* Aim
Transcribe the records that follow, preserving every word.

* Information given
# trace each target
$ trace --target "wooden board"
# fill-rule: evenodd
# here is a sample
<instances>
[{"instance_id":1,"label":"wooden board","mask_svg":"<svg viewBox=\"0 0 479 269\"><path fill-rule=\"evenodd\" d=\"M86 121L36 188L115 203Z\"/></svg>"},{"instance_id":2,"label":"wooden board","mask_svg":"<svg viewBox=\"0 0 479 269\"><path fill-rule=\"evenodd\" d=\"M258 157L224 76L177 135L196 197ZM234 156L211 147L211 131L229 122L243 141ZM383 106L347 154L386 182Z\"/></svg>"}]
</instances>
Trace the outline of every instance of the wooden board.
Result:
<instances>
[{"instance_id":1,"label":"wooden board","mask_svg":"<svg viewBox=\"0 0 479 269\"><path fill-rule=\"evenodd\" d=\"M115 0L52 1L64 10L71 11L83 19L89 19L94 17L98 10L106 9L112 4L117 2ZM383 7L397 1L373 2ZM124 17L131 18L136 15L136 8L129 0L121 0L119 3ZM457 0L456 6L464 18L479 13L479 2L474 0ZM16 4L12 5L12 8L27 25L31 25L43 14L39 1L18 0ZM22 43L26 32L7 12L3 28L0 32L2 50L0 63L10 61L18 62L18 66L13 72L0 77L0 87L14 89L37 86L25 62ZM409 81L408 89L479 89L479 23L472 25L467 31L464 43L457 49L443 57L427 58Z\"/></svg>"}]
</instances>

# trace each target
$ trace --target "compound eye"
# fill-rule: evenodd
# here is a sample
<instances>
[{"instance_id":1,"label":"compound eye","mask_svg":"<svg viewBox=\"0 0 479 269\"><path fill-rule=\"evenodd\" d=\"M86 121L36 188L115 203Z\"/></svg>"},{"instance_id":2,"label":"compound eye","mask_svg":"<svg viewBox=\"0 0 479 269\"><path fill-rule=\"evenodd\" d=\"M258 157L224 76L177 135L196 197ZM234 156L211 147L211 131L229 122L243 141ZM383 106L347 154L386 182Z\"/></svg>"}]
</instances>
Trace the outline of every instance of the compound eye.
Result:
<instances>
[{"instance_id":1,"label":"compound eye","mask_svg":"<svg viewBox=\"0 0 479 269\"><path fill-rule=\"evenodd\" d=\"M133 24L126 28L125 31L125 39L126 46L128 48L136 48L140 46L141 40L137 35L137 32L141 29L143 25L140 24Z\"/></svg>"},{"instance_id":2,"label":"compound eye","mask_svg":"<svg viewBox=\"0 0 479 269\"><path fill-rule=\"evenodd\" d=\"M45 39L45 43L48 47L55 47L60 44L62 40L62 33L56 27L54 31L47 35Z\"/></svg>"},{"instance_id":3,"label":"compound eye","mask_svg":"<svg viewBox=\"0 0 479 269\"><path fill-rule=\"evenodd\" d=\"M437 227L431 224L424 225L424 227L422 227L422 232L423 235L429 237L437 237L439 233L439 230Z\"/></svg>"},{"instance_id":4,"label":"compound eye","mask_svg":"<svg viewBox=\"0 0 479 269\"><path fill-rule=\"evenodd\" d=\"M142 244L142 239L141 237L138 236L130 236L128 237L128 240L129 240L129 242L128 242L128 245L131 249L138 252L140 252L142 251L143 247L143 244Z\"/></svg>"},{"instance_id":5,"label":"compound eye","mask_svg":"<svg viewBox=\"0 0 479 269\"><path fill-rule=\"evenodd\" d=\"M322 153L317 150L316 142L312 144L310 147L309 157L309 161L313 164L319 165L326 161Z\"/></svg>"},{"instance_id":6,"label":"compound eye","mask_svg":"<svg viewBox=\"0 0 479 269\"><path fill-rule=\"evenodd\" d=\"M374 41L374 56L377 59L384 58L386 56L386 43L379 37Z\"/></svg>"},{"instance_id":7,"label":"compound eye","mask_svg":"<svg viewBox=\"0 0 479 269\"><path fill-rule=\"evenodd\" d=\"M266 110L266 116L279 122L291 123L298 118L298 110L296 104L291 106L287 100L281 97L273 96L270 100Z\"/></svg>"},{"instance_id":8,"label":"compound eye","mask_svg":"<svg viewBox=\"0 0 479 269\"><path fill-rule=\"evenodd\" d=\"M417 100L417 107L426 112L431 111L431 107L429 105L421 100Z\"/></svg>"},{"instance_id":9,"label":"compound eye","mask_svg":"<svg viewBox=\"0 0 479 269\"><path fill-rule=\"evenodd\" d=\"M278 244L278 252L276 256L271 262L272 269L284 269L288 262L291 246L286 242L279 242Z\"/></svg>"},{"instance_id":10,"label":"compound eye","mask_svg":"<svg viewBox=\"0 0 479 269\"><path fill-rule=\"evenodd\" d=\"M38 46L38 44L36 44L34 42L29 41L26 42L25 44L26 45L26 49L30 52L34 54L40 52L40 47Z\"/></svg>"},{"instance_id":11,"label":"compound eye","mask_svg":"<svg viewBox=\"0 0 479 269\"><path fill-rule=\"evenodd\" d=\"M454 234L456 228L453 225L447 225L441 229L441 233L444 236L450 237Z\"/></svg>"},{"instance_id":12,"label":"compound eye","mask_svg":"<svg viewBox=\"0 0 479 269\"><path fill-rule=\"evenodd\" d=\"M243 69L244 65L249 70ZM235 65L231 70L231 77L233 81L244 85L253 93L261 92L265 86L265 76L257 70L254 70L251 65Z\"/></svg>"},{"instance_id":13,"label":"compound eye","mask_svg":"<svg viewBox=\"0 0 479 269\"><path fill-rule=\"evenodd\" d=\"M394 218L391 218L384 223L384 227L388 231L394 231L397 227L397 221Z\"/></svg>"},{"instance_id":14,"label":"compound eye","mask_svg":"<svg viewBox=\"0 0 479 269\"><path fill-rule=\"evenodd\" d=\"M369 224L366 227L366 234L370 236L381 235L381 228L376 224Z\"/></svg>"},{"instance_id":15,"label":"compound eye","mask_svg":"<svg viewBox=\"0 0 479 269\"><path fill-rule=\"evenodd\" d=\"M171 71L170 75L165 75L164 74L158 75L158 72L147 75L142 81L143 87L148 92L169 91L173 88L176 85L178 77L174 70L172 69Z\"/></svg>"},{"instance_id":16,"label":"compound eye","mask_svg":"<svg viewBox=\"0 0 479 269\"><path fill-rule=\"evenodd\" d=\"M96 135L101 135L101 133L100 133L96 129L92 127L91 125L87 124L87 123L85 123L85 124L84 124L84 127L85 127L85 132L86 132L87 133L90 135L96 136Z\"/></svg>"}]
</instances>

* Task result
# trace each target
$ trace --target "wooden board"
# fill-rule: evenodd
# here is a sample
<instances>
[{"instance_id":1,"label":"wooden board","mask_svg":"<svg viewBox=\"0 0 479 269\"><path fill-rule=\"evenodd\" d=\"M86 121L36 188L115 203Z\"/></svg>"},{"instance_id":2,"label":"wooden board","mask_svg":"<svg viewBox=\"0 0 479 269\"><path fill-rule=\"evenodd\" d=\"M258 157L224 76L177 135L196 197ZM234 156L211 147L211 131L229 122L243 141ZM383 106L347 154L386 182Z\"/></svg>"}]
</instances>
Trace the outline of every instance of the wooden board.
Result:
<instances>
[{"instance_id":1,"label":"wooden board","mask_svg":"<svg viewBox=\"0 0 479 269\"><path fill-rule=\"evenodd\" d=\"M115 0L52 1L64 10L71 11L83 19L89 19L94 17L98 10L106 9L112 4L117 2ZM383 7L397 1L373 2ZM124 17L131 18L136 15L136 8L129 0L121 0L119 3ZM457 0L456 6L464 18L479 13L479 2L474 0ZM16 4L12 5L12 8L27 25L31 25L43 14L39 1L18 0ZM22 43L26 32L7 12L3 28L0 32L2 50L0 63L10 61L18 62L18 66L13 72L0 77L0 87L14 89L37 86L25 62ZM409 81L408 89L479 89L479 23L472 25L467 31L464 43L457 49L443 57L427 58Z\"/></svg>"}]
</instances>

# trace each target
$ trace --target "compound eye"
# fill-rule: evenodd
# here is a sample
<instances>
[{"instance_id":1,"label":"compound eye","mask_svg":"<svg viewBox=\"0 0 479 269\"><path fill-rule=\"evenodd\" d=\"M86 121L36 188L115 203Z\"/></svg>"},{"instance_id":2,"label":"compound eye","mask_svg":"<svg viewBox=\"0 0 479 269\"><path fill-rule=\"evenodd\" d=\"M258 157L224 76L177 135L196 197ZM234 156L211 147L211 131L229 122L243 141ZM383 106L347 154L386 182Z\"/></svg>"}]
</instances>
Trace the outline of every instance of the compound eye.
Result:
<instances>
[{"instance_id":1,"label":"compound eye","mask_svg":"<svg viewBox=\"0 0 479 269\"><path fill-rule=\"evenodd\" d=\"M133 24L126 28L125 31L125 39L126 46L128 48L136 48L140 46L141 40L137 35L137 32L141 29L143 25L140 24Z\"/></svg>"},{"instance_id":2,"label":"compound eye","mask_svg":"<svg viewBox=\"0 0 479 269\"><path fill-rule=\"evenodd\" d=\"M45 39L45 43L48 47L55 47L60 44L62 40L62 33L56 27L54 31L47 35Z\"/></svg>"},{"instance_id":3,"label":"compound eye","mask_svg":"<svg viewBox=\"0 0 479 269\"><path fill-rule=\"evenodd\" d=\"M437 227L431 224L424 225L424 227L422 227L422 232L423 235L429 237L437 237L439 233L439 230Z\"/></svg>"},{"instance_id":4,"label":"compound eye","mask_svg":"<svg viewBox=\"0 0 479 269\"><path fill-rule=\"evenodd\" d=\"M142 244L142 239L141 237L138 236L130 236L128 237L128 240L129 240L129 242L128 242L128 245L131 249L138 252L140 252L142 251L143 247L143 244Z\"/></svg>"},{"instance_id":5,"label":"compound eye","mask_svg":"<svg viewBox=\"0 0 479 269\"><path fill-rule=\"evenodd\" d=\"M322 153L317 150L316 142L312 144L310 147L309 157L309 161L313 164L319 165L326 161Z\"/></svg>"},{"instance_id":6,"label":"compound eye","mask_svg":"<svg viewBox=\"0 0 479 269\"><path fill-rule=\"evenodd\" d=\"M374 41L374 56L377 59L384 58L386 56L386 43L379 37Z\"/></svg>"},{"instance_id":7,"label":"compound eye","mask_svg":"<svg viewBox=\"0 0 479 269\"><path fill-rule=\"evenodd\" d=\"M266 110L266 116L279 122L291 123L298 118L298 110L296 104L291 106L287 100L281 97L273 96L270 100Z\"/></svg>"},{"instance_id":8,"label":"compound eye","mask_svg":"<svg viewBox=\"0 0 479 269\"><path fill-rule=\"evenodd\" d=\"M417 100L417 107L426 112L431 111L431 107L429 105L421 100Z\"/></svg>"},{"instance_id":9,"label":"compound eye","mask_svg":"<svg viewBox=\"0 0 479 269\"><path fill-rule=\"evenodd\" d=\"M278 244L278 252L276 256L271 262L272 269L284 269L288 262L291 246L286 242L279 242Z\"/></svg>"},{"instance_id":10,"label":"compound eye","mask_svg":"<svg viewBox=\"0 0 479 269\"><path fill-rule=\"evenodd\" d=\"M38 46L38 44L36 44L34 42L29 41L26 42L25 44L26 45L26 49L30 52L34 54L40 52L40 47Z\"/></svg>"},{"instance_id":11,"label":"compound eye","mask_svg":"<svg viewBox=\"0 0 479 269\"><path fill-rule=\"evenodd\" d=\"M454 234L456 228L453 225L447 225L441 229L441 233L444 236L450 237Z\"/></svg>"},{"instance_id":12,"label":"compound eye","mask_svg":"<svg viewBox=\"0 0 479 269\"><path fill-rule=\"evenodd\" d=\"M243 69L244 65L249 70ZM235 65L231 70L231 77L233 81L244 85L253 93L261 92L265 86L265 76L257 70L254 70L251 65Z\"/></svg>"},{"instance_id":13,"label":"compound eye","mask_svg":"<svg viewBox=\"0 0 479 269\"><path fill-rule=\"evenodd\" d=\"M394 218L391 218L384 223L384 227L388 231L394 231L397 227L397 221Z\"/></svg>"},{"instance_id":14,"label":"compound eye","mask_svg":"<svg viewBox=\"0 0 479 269\"><path fill-rule=\"evenodd\" d=\"M369 224L366 227L366 234L370 236L381 235L381 228L376 224Z\"/></svg>"},{"instance_id":15,"label":"compound eye","mask_svg":"<svg viewBox=\"0 0 479 269\"><path fill-rule=\"evenodd\" d=\"M171 71L170 75L165 75L164 74L158 75L158 72L147 75L142 81L143 87L148 92L169 91L173 88L176 85L178 77L174 70L172 69Z\"/></svg>"},{"instance_id":16,"label":"compound eye","mask_svg":"<svg viewBox=\"0 0 479 269\"><path fill-rule=\"evenodd\" d=\"M96 135L101 135L101 133L100 133L96 129L92 127L91 125L87 124L87 123L85 123L85 124L84 124L84 127L85 127L85 132L86 132L87 133L90 135L96 136Z\"/></svg>"}]
</instances>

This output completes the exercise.